#### [Data for processing]
------------------------------------------------

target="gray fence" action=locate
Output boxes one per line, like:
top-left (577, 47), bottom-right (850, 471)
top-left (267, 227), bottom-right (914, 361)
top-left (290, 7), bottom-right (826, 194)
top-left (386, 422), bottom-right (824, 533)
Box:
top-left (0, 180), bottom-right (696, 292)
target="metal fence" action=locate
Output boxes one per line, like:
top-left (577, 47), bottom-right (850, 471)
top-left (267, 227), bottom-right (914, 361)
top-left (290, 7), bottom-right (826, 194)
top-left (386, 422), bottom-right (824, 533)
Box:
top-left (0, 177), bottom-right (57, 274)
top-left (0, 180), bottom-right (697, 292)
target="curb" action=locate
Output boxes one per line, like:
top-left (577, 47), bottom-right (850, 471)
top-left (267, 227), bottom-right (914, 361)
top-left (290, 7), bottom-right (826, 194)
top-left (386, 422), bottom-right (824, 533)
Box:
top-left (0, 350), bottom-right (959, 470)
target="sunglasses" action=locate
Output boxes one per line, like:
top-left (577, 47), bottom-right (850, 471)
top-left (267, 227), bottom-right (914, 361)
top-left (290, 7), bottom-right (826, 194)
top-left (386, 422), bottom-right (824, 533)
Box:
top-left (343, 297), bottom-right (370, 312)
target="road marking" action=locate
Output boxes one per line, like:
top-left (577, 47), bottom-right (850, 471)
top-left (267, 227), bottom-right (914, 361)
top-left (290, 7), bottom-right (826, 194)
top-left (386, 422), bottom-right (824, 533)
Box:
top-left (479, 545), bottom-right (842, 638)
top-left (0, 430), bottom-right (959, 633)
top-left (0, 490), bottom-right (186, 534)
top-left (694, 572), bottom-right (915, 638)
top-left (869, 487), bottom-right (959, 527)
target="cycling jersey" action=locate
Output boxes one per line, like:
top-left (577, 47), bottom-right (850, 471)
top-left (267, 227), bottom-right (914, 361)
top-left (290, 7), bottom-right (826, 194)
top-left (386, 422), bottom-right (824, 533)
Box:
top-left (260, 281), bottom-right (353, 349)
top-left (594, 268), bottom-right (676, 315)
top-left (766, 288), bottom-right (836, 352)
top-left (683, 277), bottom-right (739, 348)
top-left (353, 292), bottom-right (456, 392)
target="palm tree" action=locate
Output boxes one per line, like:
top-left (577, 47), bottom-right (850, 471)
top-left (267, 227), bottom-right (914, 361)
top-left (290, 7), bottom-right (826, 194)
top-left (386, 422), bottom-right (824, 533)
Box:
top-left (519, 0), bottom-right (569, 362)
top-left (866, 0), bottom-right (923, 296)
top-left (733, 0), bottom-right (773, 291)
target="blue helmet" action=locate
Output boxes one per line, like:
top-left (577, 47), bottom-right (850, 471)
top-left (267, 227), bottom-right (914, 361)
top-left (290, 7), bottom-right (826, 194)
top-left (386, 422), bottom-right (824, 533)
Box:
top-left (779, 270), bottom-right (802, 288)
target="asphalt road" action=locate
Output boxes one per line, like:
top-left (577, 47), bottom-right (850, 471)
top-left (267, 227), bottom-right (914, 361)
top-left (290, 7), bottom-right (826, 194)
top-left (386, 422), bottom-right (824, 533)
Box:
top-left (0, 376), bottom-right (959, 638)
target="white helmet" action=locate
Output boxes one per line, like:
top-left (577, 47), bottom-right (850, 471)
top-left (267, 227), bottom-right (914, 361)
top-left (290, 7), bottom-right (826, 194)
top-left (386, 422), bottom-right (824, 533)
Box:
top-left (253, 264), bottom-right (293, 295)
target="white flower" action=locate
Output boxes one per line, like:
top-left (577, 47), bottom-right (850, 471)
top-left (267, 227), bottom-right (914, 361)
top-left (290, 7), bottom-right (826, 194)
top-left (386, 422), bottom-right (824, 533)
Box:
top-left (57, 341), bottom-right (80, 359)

------------------------------------------------

#### [Written request]
Recast every line of the records above as a JSON list of strings, one string per line, with blank lines omitted.

#### [Finished task]
[
  "target=\"gray fence\" action=locate",
  "Output boxes one per line, like:",
  "top-left (577, 47), bottom-right (850, 471)",
  "top-left (267, 227), bottom-right (914, 361)",
  "top-left (290, 7), bottom-right (826, 194)",
  "top-left (386, 422), bottom-right (824, 533)",
  "Box:",
  "top-left (0, 180), bottom-right (696, 292)",
  "target=\"metal fence\" action=locate",
  "Output boxes one per line, like:",
  "top-left (577, 47), bottom-right (850, 471)",
  "top-left (267, 227), bottom-right (914, 361)",
  "top-left (290, 7), bottom-right (826, 194)",
  "top-left (386, 422), bottom-right (824, 533)",
  "Box:",
  "top-left (0, 177), bottom-right (57, 274)",
  "top-left (0, 180), bottom-right (697, 292)",
  "target=\"curb\" action=locate",
  "Output boxes one per line, like:",
  "top-left (577, 47), bottom-right (850, 471)",
  "top-left (267, 227), bottom-right (914, 361)",
  "top-left (290, 7), bottom-right (826, 194)",
  "top-left (386, 422), bottom-right (824, 533)",
  "Box:",
  "top-left (0, 350), bottom-right (959, 470)",
  "target=\"sunglasses\" action=locate",
  "Output boxes one per line, like:",
  "top-left (577, 47), bottom-right (850, 471)",
  "top-left (267, 227), bottom-right (914, 361)",
  "top-left (290, 7), bottom-right (826, 194)",
  "top-left (386, 422), bottom-right (824, 533)",
  "Box:",
  "top-left (343, 297), bottom-right (370, 312)",
  "target=\"road marking\" action=locate",
  "Output boxes one per line, like:",
  "top-left (577, 47), bottom-right (850, 471)",
  "top-left (267, 227), bottom-right (914, 361)",
  "top-left (290, 7), bottom-right (826, 194)",
  "top-left (386, 422), bottom-right (824, 533)",
  "Box:",
  "top-left (479, 545), bottom-right (842, 638)",
  "top-left (0, 430), bottom-right (959, 633)",
  "top-left (0, 490), bottom-right (186, 534)",
  "top-left (694, 572), bottom-right (915, 638)",
  "top-left (869, 487), bottom-right (959, 527)",
  "target=\"cycling jersey\" action=locate",
  "Output boxes one per line, like:",
  "top-left (577, 47), bottom-right (850, 471)",
  "top-left (267, 227), bottom-right (914, 361)",
  "top-left (290, 7), bottom-right (826, 194)",
  "top-left (386, 422), bottom-right (824, 533)",
  "Box:",
  "top-left (260, 281), bottom-right (353, 349)",
  "top-left (594, 268), bottom-right (676, 315)",
  "top-left (766, 288), bottom-right (836, 352)",
  "top-left (683, 277), bottom-right (739, 348)",
  "top-left (353, 292), bottom-right (456, 392)",
  "target=\"palm tree\" action=locate",
  "Output boxes one per line, like:",
  "top-left (577, 47), bottom-right (850, 471)",
  "top-left (267, 227), bottom-right (914, 361)",
  "top-left (290, 7), bottom-right (826, 194)",
  "top-left (386, 422), bottom-right (824, 533)",
  "Box:",
  "top-left (519, 0), bottom-right (569, 362)",
  "top-left (866, 0), bottom-right (923, 296)",
  "top-left (733, 0), bottom-right (773, 291)",
  "target=\"blue helmet\" action=locate",
  "Output boxes one per line, like:",
  "top-left (577, 47), bottom-right (850, 471)",
  "top-left (267, 227), bottom-right (914, 361)",
  "top-left (290, 7), bottom-right (826, 194)",
  "top-left (386, 422), bottom-right (824, 533)",
  "Box:",
  "top-left (779, 270), bottom-right (802, 288)",
  "target=\"asphalt road\" action=locate",
  "Output boxes one per line, like:",
  "top-left (577, 47), bottom-right (850, 471)",
  "top-left (267, 227), bottom-right (914, 361)",
  "top-left (290, 7), bottom-right (826, 194)",
  "top-left (386, 422), bottom-right (824, 533)",
  "Box:",
  "top-left (0, 376), bottom-right (959, 638)",
  "target=\"white helmet\" action=locate",
  "Output boxes one per line, like:",
  "top-left (577, 47), bottom-right (850, 471)",
  "top-left (267, 227), bottom-right (914, 361)",
  "top-left (290, 7), bottom-right (826, 194)",
  "top-left (386, 422), bottom-right (824, 533)",
  "Box:",
  "top-left (253, 264), bottom-right (293, 295)",
  "target=\"white flower\" action=locate",
  "Output boxes one per line, like:",
  "top-left (577, 47), bottom-right (850, 471)",
  "top-left (267, 227), bottom-right (914, 361)",
  "top-left (290, 7), bottom-right (826, 194)",
  "top-left (386, 422), bottom-right (824, 533)",
  "Box:",
  "top-left (57, 341), bottom-right (80, 359)"
]